## TASK
Beginning at the line that contains "of the slender", transcribe every line up to the last one in the material below. Include no other lines.

───── RECORDS PROVIDED

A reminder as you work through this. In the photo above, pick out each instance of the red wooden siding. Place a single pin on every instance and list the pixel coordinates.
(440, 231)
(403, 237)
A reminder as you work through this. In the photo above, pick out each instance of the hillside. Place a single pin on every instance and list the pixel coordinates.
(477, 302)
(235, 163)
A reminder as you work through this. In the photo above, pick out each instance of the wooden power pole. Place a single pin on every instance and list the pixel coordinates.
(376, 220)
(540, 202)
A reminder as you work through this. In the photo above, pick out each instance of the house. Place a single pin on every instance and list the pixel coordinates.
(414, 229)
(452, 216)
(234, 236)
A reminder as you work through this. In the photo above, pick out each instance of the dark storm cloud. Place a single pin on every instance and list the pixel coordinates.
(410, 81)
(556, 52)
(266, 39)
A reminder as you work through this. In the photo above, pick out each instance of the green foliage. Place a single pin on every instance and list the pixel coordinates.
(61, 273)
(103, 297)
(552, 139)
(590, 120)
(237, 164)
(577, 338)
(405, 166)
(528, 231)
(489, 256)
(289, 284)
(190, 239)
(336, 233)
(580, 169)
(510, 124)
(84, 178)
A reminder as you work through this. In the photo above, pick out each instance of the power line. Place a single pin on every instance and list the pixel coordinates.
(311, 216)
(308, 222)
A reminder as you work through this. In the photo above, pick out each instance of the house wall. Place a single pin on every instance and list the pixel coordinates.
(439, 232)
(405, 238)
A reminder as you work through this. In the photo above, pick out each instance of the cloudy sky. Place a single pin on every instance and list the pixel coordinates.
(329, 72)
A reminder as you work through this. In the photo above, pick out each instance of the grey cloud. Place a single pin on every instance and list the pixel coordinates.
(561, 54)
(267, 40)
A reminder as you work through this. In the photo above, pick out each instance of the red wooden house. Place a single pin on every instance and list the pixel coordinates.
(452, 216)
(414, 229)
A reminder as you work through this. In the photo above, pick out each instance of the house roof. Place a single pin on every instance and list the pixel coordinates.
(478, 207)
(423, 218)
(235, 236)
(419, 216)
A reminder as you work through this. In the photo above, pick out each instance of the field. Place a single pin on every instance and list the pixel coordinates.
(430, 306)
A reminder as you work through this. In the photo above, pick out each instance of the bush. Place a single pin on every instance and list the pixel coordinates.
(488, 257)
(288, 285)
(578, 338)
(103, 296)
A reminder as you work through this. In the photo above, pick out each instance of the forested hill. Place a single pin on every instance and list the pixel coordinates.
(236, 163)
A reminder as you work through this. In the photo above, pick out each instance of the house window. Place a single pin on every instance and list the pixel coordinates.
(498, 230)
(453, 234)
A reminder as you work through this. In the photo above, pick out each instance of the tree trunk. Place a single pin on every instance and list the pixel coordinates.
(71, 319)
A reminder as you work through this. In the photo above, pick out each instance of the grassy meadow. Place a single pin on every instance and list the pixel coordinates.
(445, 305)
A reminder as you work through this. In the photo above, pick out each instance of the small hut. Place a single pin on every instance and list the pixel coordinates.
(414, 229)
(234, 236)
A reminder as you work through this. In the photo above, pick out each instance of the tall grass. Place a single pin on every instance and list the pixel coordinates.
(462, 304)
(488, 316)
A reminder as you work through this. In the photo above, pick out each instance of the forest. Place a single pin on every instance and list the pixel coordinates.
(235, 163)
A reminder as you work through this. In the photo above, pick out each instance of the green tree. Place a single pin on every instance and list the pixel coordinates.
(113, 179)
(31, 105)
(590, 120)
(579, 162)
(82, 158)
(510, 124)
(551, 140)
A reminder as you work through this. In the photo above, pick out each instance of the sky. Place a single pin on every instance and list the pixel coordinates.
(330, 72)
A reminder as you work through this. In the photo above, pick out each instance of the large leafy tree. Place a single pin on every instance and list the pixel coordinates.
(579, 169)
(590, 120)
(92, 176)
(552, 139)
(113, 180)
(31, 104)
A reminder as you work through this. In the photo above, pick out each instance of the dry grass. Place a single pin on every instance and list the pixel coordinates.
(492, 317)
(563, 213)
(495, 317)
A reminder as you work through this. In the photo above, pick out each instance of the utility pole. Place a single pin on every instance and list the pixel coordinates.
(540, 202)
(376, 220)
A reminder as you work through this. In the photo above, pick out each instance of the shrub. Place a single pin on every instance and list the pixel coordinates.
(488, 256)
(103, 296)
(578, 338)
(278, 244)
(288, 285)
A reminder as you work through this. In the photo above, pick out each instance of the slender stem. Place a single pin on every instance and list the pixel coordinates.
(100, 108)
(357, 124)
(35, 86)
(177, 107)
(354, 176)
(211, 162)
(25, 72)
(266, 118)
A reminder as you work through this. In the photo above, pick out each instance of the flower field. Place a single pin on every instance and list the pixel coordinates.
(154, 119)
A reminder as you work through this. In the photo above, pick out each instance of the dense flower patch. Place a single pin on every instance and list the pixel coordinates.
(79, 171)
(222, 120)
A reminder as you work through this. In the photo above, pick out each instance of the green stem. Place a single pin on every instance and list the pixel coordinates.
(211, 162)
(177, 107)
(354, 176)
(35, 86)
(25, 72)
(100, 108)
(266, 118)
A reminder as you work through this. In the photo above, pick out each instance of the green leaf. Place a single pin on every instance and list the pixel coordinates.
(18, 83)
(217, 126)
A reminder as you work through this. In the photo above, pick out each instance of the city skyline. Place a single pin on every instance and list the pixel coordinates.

──────────

## EXERCISE RESPONSE
A reminder as you work through this. In the photo above, pick out each instance of the slender stem. Place a single pin on every instance and list the pixel coordinates.
(100, 108)
(357, 124)
(35, 86)
(177, 107)
(354, 176)
(211, 162)
(25, 72)
(266, 118)
A reminder as you work through this. In the photo above, pick out each instance of the flower field. Place a single pin on every instance and list the pixel coordinates.
(154, 119)
A reminder as you work through this. In the photo above, pick out each instance of the dense flower patch. Place a single pin on every instance and list the pixel coordinates.
(79, 171)
(222, 120)
A reminder as you work through this. In the photo above, pick out each instance of the green stem. Place a single pin on every instance and list the pixel coordinates.
(211, 162)
(177, 107)
(354, 176)
(35, 86)
(25, 72)
(100, 108)
(266, 118)
A reminder as you work through this. In the photo above, pick out each instance of the green leaf. Place a single pin on every instance and list the pixel coordinates.
(18, 83)
(217, 126)
A reminder as you work through this. In the photo above, pick out each instance of the city skyline. Place a single pin on every instance and list the pixel coordinates.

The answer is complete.